Material for the task =>
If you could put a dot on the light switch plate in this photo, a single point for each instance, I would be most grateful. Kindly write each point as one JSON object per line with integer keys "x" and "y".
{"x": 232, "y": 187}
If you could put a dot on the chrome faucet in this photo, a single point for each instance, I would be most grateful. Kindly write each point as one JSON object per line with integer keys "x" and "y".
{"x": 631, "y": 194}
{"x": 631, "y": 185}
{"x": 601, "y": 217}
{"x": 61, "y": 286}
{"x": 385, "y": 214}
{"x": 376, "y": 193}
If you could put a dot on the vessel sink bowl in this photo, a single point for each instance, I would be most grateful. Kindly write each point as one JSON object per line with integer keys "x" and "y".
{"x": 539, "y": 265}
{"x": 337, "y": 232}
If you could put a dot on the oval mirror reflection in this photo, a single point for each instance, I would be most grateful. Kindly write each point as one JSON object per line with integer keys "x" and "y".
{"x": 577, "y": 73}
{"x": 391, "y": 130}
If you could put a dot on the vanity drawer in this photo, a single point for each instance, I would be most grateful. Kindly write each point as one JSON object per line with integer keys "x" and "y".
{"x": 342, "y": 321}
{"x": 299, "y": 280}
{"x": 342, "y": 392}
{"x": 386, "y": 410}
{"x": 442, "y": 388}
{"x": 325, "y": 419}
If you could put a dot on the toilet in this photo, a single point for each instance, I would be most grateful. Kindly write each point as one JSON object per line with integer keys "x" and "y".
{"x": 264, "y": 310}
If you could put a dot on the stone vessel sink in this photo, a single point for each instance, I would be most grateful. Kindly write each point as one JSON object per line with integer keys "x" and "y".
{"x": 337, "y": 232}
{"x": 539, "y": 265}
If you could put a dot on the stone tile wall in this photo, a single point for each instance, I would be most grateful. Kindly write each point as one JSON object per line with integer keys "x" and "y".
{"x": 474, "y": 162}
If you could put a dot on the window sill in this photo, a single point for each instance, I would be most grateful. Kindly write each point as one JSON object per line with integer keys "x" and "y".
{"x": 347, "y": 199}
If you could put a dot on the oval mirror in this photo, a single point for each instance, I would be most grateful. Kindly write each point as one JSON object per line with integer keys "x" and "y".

Exercise description => Give back exactly the lines starting at the one with "If you could put a dot on the stone vessel" and running to the end of the listing. Include both ends.

Written solution =>
If you could put a dot on the stone vessel sink in this photo, a single point for each instance, I would be most grateful. Kindly write each point as one JSON object per line with integer keys "x" and "y".
{"x": 337, "y": 232}
{"x": 539, "y": 265}
If you could put a dot on the stone tile wall in this photo, a single point for each instance, I would be most grateful. Kindly write each point as one JSON object per line with integer keys "x" and "y".
{"x": 474, "y": 162}
If you could put a dot on the window sill in this photo, a single point for each instance, I would be most grateful. Kindly write each point as one JSON object per line with integer keys "x" and "y".
{"x": 347, "y": 199}
If you could put a dot on the oval mirror in this photo, a single point for each instance, I would be most grateful. Kindly write each point as one JSON object per line with integer keys "x" and "y".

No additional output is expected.